> _Gegebene Aufgabe 1_: Gib bitte den Seitenauszug zwischen "Im Erdgeschoss werden" und "ersten Bewohner um.", beides eingeschlossen, wörtlich wieder.
> _Gegebene Aufgabe 2_:
Prüfe für jede der folgenden Aussagen, ob sie dem Seitenauszug entspricht. Antworte jeweils mit Ja oder Nein und zitiere die ausschlaggebenden Worte des Seitenauszugs wörtlich.
(a) Die ersten Bewohner ziehen am 1. Februar um.
(b) Alle Plätze in den Wohngemeinschaften sind bereits vergeben.
(c) Martina Fitzke entwickelt das Konzept seit 2016.

> _Seitenauszug_:

Witten. . Drei Wohngemeinschaften für Menschen mit Alzheimer eröffnen bald. Die 24 Bewohner sollen sich weitgehend selbstversorgen. Noch sind Plätze frei.

Wo einst das Herbeder Pfarrhaus stand, wächst zurzeit ein Neubau in den Himmel. Zwischen der Kirche St. Peter und Paul und der Gaststätte „Jever Krog“ baut das katholische Altenzentrum St. Josefshaus zurzeit ein Gebäude, in dem drei WGs für Demenzkranke Platz finden. Passend zum Stammhaus Josef heißt es „Haus Maria“.

Im Erdgeschoss werden gerade die Türen eingesetzt. Hell und freundlich sieht es dort aus, und mittendrin strahlt Martina Fitzke. Sie wird das Haus Maria demnächst leiten. „Ich bin die Hausmutter“, sagt sie lächelnd, und das Wohngruppenhaus sei „ihr Baby“. Seit 2014 entwickelt sie das Konzept, betreute die Bauarbeiten, suchte Möbel aus, stellt zurzeit Personal ein – denn am 1. Februar ziehen die ersten Bewohner um.

Martina Fitzke wird das Wohngruppenzentrum Herbede leiten.

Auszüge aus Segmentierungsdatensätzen

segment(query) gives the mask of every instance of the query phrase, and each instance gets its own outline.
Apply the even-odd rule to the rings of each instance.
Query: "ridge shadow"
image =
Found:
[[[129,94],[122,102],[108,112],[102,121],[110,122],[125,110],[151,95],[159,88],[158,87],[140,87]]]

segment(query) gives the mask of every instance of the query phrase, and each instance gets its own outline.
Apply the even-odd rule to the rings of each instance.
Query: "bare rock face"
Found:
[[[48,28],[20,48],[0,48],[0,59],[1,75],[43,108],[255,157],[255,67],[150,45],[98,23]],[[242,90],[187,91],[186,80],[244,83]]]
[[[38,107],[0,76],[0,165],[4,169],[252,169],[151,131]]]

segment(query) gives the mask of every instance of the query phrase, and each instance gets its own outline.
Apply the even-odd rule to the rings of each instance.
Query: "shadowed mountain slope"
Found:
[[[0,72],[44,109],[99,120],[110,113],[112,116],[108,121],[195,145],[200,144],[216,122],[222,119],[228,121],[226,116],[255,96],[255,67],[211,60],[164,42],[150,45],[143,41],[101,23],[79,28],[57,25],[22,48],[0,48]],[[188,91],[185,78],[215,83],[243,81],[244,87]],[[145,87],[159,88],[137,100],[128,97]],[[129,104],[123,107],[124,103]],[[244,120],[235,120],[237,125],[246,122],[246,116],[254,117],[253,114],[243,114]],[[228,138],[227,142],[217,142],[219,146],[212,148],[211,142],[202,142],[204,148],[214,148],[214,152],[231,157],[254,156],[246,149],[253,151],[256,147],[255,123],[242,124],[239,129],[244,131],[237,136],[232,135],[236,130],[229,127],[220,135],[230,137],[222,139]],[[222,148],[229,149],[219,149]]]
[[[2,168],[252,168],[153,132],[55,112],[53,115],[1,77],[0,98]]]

> _Endgültige Antwort 1_:
Im Erdgeschoss werden gerade die Türen eingesetzt. Hell und freundlich sieht es dort aus, und mittendrin strahlt Martina Fitzke. Sie wird das Haus Maria demnächst leiten. „Ich bin die Hausmutter“, sagt sie lächelnd, und das Wohngruppenhaus sei „ihr Baby“. Seit 2014 entwickelt sie das Konzept, betreute die Bauarbeiten, suchte Möbel aus, stellt zurzeit Personal ein – denn am 1. Februar ziehen die ersten Bewohner um.

> _Endgültige Antwort 2_:
(a) Ja: „denn am 1. Februar ziehen die ersten Bewohner um“
(b) Nein: „Noch sind Plätze frei.“
(c) Nein: „Seit 2014 entwickelt sie das Konzept“